Goal: Pick up the ESP32 robot tutorial below at the point where it stops, and write what comes next.

We stated earlier that every set of two variables corresponds to one motor, so in this first example, we've got all four motors going full speed (255) forward, and off in the backward direction (0), and so our robot will drive forward! When you're wiring up your motors, be sure to follow the same wiring pattern we follow in our video if you'd like your code to match ours in terms of your robot's direction.


Part Three: Let's upload our code!

Alright, now that we have our first simple example written, it's time to upload it to our ESP32! The first step will be making sure we have the ESP32 connected to the IDE properly. To do that you'll want to head back over to the tools tab, and check on a few things.

First things first, under the "board:" make sure you select the "DOIT ESP32 DEVKIT V1". The upload speed, flash frequency and debug level are standard, and shouldn't need to be changed. The last important thing to check is that under the port menu, you take the time to click on the com port that your ESP32 is using. The number of your COM port will more than likely be different than the one listed here, which is no big deal. The most important thing is that you see the small check mark next to the COM port.

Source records

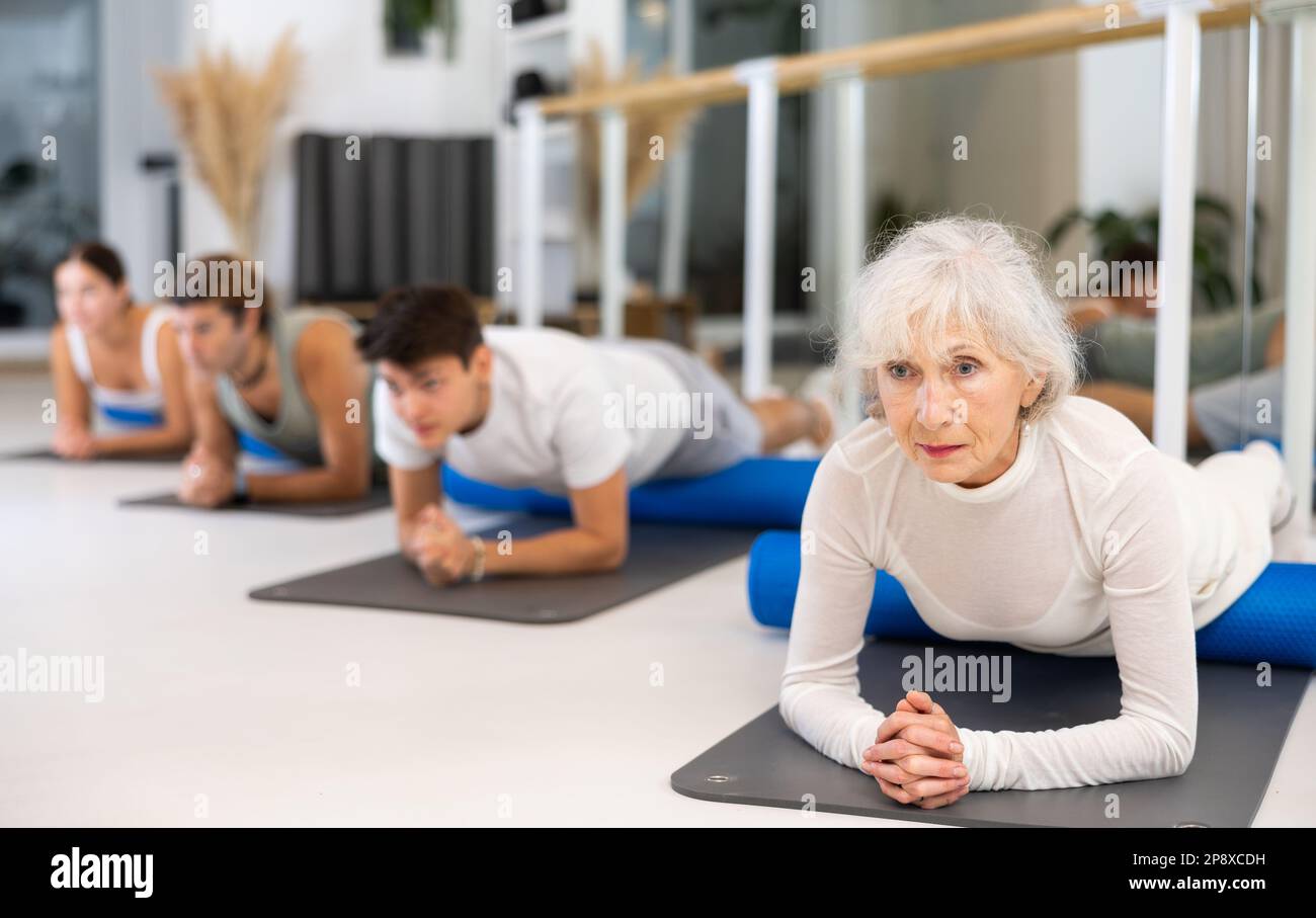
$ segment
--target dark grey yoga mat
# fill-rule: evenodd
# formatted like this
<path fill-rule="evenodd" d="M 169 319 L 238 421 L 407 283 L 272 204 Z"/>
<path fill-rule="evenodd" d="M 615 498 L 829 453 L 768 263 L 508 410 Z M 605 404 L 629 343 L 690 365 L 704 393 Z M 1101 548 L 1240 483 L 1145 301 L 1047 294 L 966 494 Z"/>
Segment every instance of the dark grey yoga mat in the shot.
<path fill-rule="evenodd" d="M 196 510 L 199 513 L 213 512 L 184 504 L 178 498 L 178 495 L 174 493 L 150 495 L 147 497 L 129 497 L 118 501 L 118 505 L 120 506 L 176 506 L 184 510 Z M 324 504 L 236 502 L 236 504 L 224 504 L 215 509 L 222 510 L 225 513 L 237 510 L 243 510 L 247 513 L 278 513 L 287 517 L 350 517 L 355 513 L 378 510 L 388 505 L 390 505 L 388 485 L 384 484 L 384 485 L 375 485 L 374 488 L 370 489 L 370 492 L 366 493 L 365 497 L 350 501 L 329 501 Z"/>
<path fill-rule="evenodd" d="M 923 659 L 926 644 L 870 642 L 859 654 L 863 694 L 890 713 L 904 697 L 900 663 Z M 1113 658 L 1030 654 L 1000 643 L 946 643 L 937 654 L 1011 656 L 1012 694 L 932 692 L 957 725 L 1034 731 L 1117 717 L 1120 677 Z M 1061 790 L 971 792 L 950 806 L 898 804 L 875 779 L 817 752 L 782 721 L 776 708 L 750 721 L 671 776 L 678 793 L 724 804 L 753 804 L 873 815 L 951 826 L 1173 827 L 1249 826 L 1261 806 L 1309 671 L 1275 667 L 1269 688 L 1242 663 L 1198 662 L 1198 746 L 1177 777 Z M 1119 818 L 1107 796 L 1119 794 Z"/>
<path fill-rule="evenodd" d="M 562 519 L 517 517 L 486 530 L 529 538 L 562 529 Z M 490 577 L 430 587 L 400 554 L 251 591 L 253 600 L 368 606 L 496 618 L 526 625 L 574 622 L 676 583 L 749 551 L 758 531 L 708 526 L 630 525 L 630 552 L 616 571 L 588 575 Z"/>
<path fill-rule="evenodd" d="M 126 456 L 126 455 L 108 455 L 96 456 L 95 459 L 64 459 L 55 454 L 54 450 L 49 447 L 36 447 L 32 450 L 21 450 L 18 452 L 7 452 L 0 459 L 54 459 L 57 462 L 67 462 L 70 466 L 78 464 L 93 464 L 99 462 L 126 462 L 126 463 L 147 463 L 147 464 L 168 464 L 176 466 L 183 462 L 182 452 L 162 452 L 159 455 L 150 456 Z"/>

Response to the exercise:
Once you have that all figured out, it's time to hit the "upload" button to send over your code! This is the button with the arrow on it in the upper left hand corner of the screen. Before you do, you'll need to know about one last step, and it's really important. In order to get the ESP32 into upload mode, you have to press the "boot" button located on the board as you upload. Once you hit the upload button, you'll see a message that says "connecting..." then press the boot button, and hold it until you see the message change to "uploading..." Once you see the message change to "Leaving..." then you know your code is all uploaded and ready to go! All that's left now is testing it!


Make sure your robot is not sitting on the table, pick it up, and try turning it on! If all four motors start to spin forward, then you're done! You have officially written your first program for your ESP32 Voyager!


Part Four: Take things further!

Now that you can upload programs to your ESP32 Voyager there are all kinds of awesome things you can do! If you head to our other tutorial for the ESP32 Voyager here:


https://www.anyonecanbuildrobots.com/post/the-esp32-voyager-the-ultimate-open-source-esp32-adventure-robot


you'll find the source code for adding in PS3 control as well as servo code for the robotic arm!


If you'd like to mess around with more autonomous control, feel free to try out this example with more commands! This last example will allow you to chain together multiple directions to build all kinds of fun software. We hope you guys have a blast using the ESP32 Voyager. We had a blast developing it!

/* Hey guys!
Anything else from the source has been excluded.